Coordinate annotation records:
┄┄┄┄┄┄┄┄┄┄┄┄┄┄┄┄┄┄┄┄
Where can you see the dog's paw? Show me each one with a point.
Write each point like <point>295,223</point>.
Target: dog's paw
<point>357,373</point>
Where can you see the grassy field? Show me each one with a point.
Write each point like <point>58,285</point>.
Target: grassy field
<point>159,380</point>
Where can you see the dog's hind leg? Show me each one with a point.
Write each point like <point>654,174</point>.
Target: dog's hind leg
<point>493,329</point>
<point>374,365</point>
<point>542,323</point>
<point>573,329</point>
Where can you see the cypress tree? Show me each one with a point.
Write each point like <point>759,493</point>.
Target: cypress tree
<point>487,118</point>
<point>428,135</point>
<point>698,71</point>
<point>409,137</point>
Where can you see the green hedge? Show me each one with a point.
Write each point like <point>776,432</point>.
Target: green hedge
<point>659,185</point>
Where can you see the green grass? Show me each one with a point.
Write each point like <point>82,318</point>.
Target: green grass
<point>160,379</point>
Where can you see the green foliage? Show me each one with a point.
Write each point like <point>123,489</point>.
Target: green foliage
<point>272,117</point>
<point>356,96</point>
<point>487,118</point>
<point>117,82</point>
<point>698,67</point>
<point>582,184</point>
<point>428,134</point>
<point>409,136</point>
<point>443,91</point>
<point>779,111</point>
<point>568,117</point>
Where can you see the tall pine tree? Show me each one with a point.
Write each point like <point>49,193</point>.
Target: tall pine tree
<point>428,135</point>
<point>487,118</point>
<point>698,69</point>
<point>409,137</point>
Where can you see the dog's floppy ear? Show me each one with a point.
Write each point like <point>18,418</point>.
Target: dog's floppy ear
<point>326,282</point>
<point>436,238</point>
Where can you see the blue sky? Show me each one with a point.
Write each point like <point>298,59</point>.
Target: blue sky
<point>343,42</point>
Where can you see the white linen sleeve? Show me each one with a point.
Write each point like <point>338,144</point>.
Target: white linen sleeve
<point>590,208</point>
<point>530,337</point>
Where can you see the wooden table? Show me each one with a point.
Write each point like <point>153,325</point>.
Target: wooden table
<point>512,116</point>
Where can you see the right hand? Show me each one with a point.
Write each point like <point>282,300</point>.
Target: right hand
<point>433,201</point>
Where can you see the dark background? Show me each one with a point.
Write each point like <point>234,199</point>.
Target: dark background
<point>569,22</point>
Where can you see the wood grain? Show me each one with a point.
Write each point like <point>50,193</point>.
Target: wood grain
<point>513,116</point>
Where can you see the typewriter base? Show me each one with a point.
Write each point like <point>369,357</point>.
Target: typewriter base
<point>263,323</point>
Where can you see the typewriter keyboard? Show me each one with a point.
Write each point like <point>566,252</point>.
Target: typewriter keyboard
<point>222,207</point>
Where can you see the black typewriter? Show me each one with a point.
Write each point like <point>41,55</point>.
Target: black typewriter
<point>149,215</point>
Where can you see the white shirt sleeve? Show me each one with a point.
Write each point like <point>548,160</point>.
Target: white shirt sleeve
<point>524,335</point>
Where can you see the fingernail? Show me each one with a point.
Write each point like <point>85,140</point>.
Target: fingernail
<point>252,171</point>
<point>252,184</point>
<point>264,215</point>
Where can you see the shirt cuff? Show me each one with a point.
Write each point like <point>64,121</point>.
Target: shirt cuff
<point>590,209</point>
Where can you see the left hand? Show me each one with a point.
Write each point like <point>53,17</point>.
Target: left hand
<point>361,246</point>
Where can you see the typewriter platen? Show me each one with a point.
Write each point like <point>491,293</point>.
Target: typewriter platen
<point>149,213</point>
┄┄┄┄┄┄┄┄┄┄┄┄┄┄┄┄┄┄┄┄
WHAT IS BEING ASKED: Return each line of the data exactly as written above.

COMPLETED TASK:
Where can you see the dog's paw? Show me each one with a point.
Write each point like <point>295,223</point>.
Target: dog's paw
<point>357,373</point>
Where can you see the grassy field? Show me each one with a point.
Write each point like <point>58,285</point>.
Target: grassy field
<point>159,380</point>
Where can you see the dog's hind leg? Show me each one with a point.
Write each point like <point>654,174</point>.
Target: dog's hind leg
<point>493,329</point>
<point>374,365</point>
<point>542,323</point>
<point>573,329</point>
Where can you see the cypress tree? Show me each one with a point.
Write each point like <point>759,493</point>.
Target: cypress tree
<point>487,118</point>
<point>428,135</point>
<point>698,71</point>
<point>409,137</point>
Where can you see the green hedge? Show me each one with a point.
Write each point like <point>776,432</point>.
Target: green hedge
<point>659,185</point>
Where can you see the green grass? Show me each one with a point.
Write each point like <point>82,318</point>.
Target: green grass
<point>160,379</point>
Where can you see the green foliage? Show me each one with a point.
Write each point like <point>123,489</point>.
Target: green foliage
<point>272,117</point>
<point>356,96</point>
<point>487,118</point>
<point>117,82</point>
<point>698,67</point>
<point>582,184</point>
<point>428,134</point>
<point>409,136</point>
<point>443,91</point>
<point>779,111</point>
<point>568,117</point>
Where can you see the tall pine tree? Show me each one with a point.
Write each point like <point>49,193</point>.
Target: tall pine tree
<point>428,135</point>
<point>487,118</point>
<point>698,69</point>
<point>409,137</point>
Where can you see the dog's floppy ear? Show me each one with a point.
Write each point like <point>18,418</point>.
Target: dog's floppy ear
<point>326,282</point>
<point>436,238</point>
Where can you see the blue sky? Show me each one with a point.
Write each point like <point>298,59</point>.
Target: blue sky
<point>343,42</point>
Where can you see the white linen sleeve? Show me each one with a point.
Write each point like <point>338,144</point>.
Target: white linen sleeve
<point>590,208</point>
<point>530,337</point>
Where can you see the wooden table? Show me each one with a point.
Write each point like <point>153,325</point>.
Target: wooden table
<point>512,116</point>
Where can you see the right hand? Show me each one with a point.
Write each point like <point>282,300</point>.
Target: right hand
<point>433,201</point>
Where can you see the dark background? Show me each one with a point.
Write each point like <point>234,199</point>.
Target: dark background
<point>569,22</point>
Where can you see the wood grain? Show me each one with a point.
Write each point like <point>50,193</point>.
Target: wood grain
<point>513,116</point>
Where can you see the typewriter base? Show me each one with a point.
Write each point like <point>369,357</point>.
Target: typewriter base
<point>263,323</point>
Where can you see the typewriter keyboard? Show me each one with a point.
Write each point like <point>566,252</point>.
Target: typewriter keyboard
<point>222,207</point>
Where can you see the black typewriter? Show me each one with a point.
Write each point like <point>41,55</point>.
Target: black typewriter
<point>149,215</point>
Where can you see the white shirt sleeve? Show me each one with a point.
Write each point like <point>548,160</point>.
Target: white shirt sleeve
<point>524,335</point>
Where can you see the fingernail? Show me each one with a point.
Write each point like <point>85,140</point>.
Target: fingernail
<point>252,171</point>
<point>252,184</point>
<point>264,215</point>
Where can you see the shirt cuff? Show me each one with a point.
Write each point like <point>64,121</point>.
Target: shirt cuff
<point>590,209</point>
Where can you see the left hand? Show me each one with a point.
Write each point like <point>53,17</point>.
Target: left hand
<point>361,246</point>
Where can you see the typewriter platen? Show me each one with a point.
Write each point like <point>491,293</point>.
Target: typewriter platen
<point>149,213</point>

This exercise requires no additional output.